O grupo documentou 1.945 casos de caça furtiva ilegal ou tráfico de vida selvagem em 18 países de língua espanhola de 2017 a 2022. Os casos incluíram 188 onças.

Crosta estudou zoologia e gestão de negócios na Itália, sua terra natal, trabalhou como oficial dos Carabinieri, protegendo juízes e promotores da máfia, e depois se tornou empreendedor no ramo de tecnologia e consultor de segurança antes de criar a empresa fins lucrativos há 13 anos.

Sua equipe anteriormente investigou laços de cartéis de drogas com operações de pesca ilegal no mar de Cortés, no México, que visam o peixe totoaba por sua bexiga natatória —órgão que modula a flutuabilidade e é uma iguaria na China. As redes de emalhe, comuns em barcos de pesca ilegal, levaram a menor toninha do mundo, a vaquita, à extinção.

No Suriname —país que ostenta 93% de cobertura florestal— caçadores de onças e traficantes estão fornecendo “tigres americanos” para mercados na Ásia, onde as populações nativas de tigres foram quase exterminadas.

PEDIDO DO EXERCÍCIO:
Devolva do trecho fornecido, sem mudar nada, tudo o que vai de "Crosta estudou zoologia" até "há 13 anos.".

EXTRATO DE DADOS:
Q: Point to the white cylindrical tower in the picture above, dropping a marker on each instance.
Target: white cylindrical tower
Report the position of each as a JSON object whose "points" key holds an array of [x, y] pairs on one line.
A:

RESULTADO DA TAREFA:
Crosta estudou zoologia e gestão de negócios na Itália, sua terra natal, trabalhou como oficial dos Carabinieri, protegendo juízes e promotores da máfia, e depois se tornou empreendedor no ramo de tecnologia e consultor de segurança antes de criar a empresa fins lucrativos há 13 anos.